* [WRITTEN PROBLEM] Skip the images. Copy the records exactly as written.

::: PROVIDED ENTRIES

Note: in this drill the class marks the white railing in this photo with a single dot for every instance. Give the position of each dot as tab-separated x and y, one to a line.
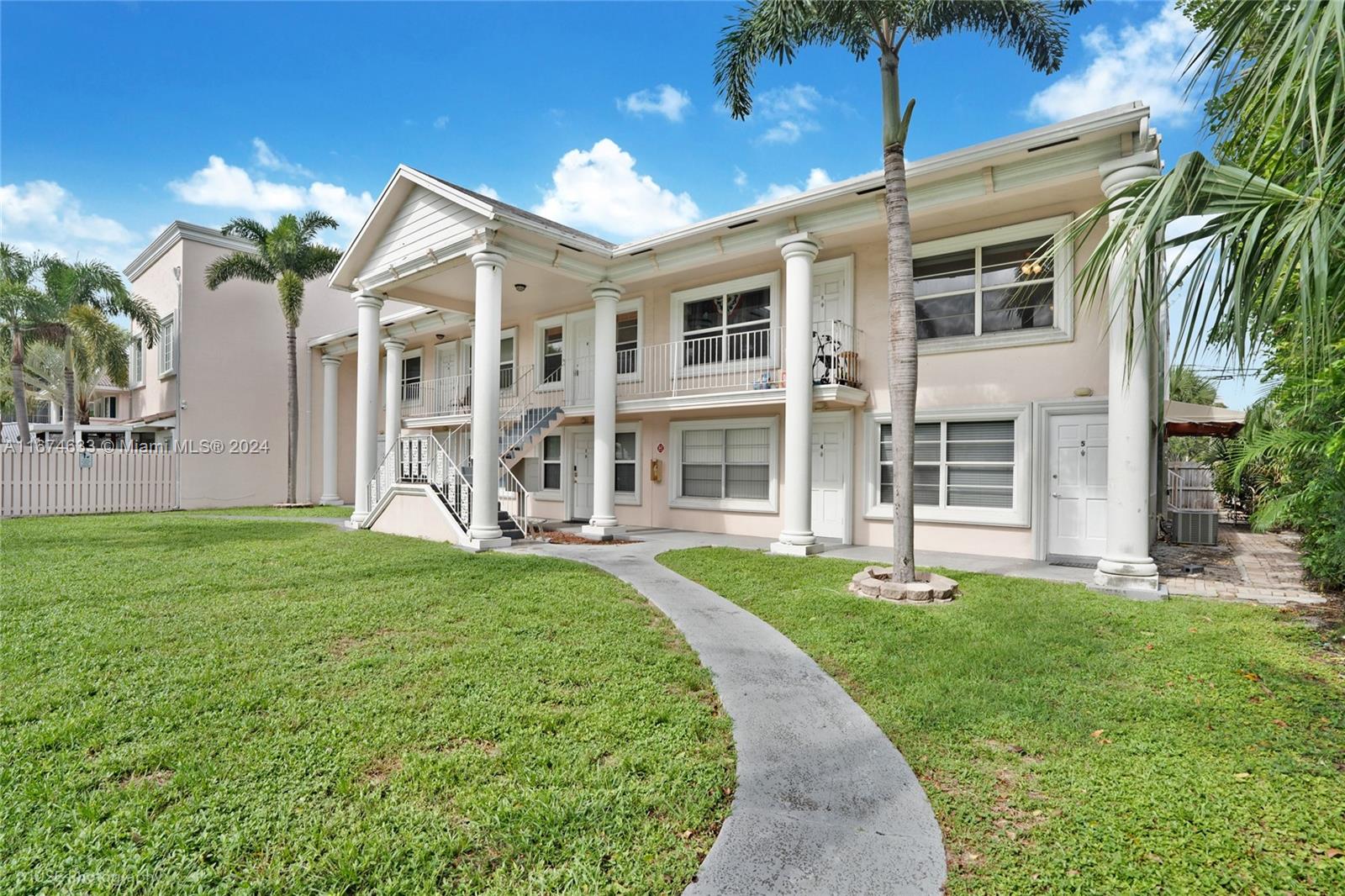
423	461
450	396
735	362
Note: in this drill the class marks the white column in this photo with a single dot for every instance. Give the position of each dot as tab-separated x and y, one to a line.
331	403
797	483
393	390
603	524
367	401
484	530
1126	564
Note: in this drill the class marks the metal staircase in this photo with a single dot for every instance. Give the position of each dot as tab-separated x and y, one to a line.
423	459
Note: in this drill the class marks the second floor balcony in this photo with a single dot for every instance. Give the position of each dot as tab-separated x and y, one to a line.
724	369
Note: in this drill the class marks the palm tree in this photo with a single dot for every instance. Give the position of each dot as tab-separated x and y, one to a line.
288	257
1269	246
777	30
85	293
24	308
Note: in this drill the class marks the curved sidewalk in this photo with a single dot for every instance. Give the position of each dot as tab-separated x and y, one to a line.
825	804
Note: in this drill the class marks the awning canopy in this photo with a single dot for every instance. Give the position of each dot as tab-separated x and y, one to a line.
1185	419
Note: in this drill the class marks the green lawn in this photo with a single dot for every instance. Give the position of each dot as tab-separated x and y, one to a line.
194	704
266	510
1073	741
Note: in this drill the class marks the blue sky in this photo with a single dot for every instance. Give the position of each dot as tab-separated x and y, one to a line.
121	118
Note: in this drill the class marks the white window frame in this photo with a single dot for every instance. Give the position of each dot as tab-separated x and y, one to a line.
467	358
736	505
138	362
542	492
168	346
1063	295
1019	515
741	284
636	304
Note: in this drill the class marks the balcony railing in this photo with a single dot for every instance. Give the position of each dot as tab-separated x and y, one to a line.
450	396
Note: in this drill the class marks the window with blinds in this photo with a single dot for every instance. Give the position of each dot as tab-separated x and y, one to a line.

::::::

* [TASK RESPONSE]
Note: in this drill the class marks the white railing in this photo with a single dot for every instance. Give the position of each dot as tab-separated x and y, one to a line.
423	461
450	396
735	362
Note: in this drill the class marks the white column in this photo with a single dot for every instance. Give the position of each dot as tab-separated x and y, one to a line.
331	403
797	483
393	390
603	524
367	401
484	530
1126	564
Note: in this drill the class marks the metal staircase in this photo with a single dot for every instance. Give the position of each dot as tab-separated x and y, one to a line.
423	459
Note: in this drill the class marks the second floor balcony in this photo with a single dot for every instance. Give the position of each dot as tab-separated x and y, one to a line.
724	369
Note: in this drill the class marks the palm tree in this photo with a single dot for every instance. Give the position of each dot as tab-separated x and y, one to a line.
288	257
1269	246
777	30
85	293
24	308
Note: in this drill the class marks the curved sidewalk in this photo with a single dot for every instance. Give the position of each dot as tab-separated x and y, one to a line.
825	804
Note: in this drill the class marks the awning canopy in this photo with a single dot for every instance. Give the position of each dot as tab-separated x and y, one to a line.
1185	419
Note: in this drill the class marks the green lawn in this photo with a single dot for every instance. Give the position of each dot as tab-separated x and y, one to a line.
194	704
266	510
1073	741
Note: in this drill the class marks the blue sky in this photo with a single dot for every instance. Give the position of each dot as tab-separated x and y, one to a line.
121	118
Note: in this drill the class marks the white window frame in this photo with a single dot for every instance. Give the position of each dot as tab-separated x and y, one to a line.
467	358
736	505
138	362
542	492
168	346
1063	295
1019	515
741	284
636	304
Note: in this drill the class marks the balcony railing in this photo with a single dot for every instance. Give the position of each dot as tab-separated x and y, one to a line.
450	396
Note: in this drill the class marks the window with blinds in this photo with a single dot for every instance. Give the position of each dot as tab-separated x and y, one to a line.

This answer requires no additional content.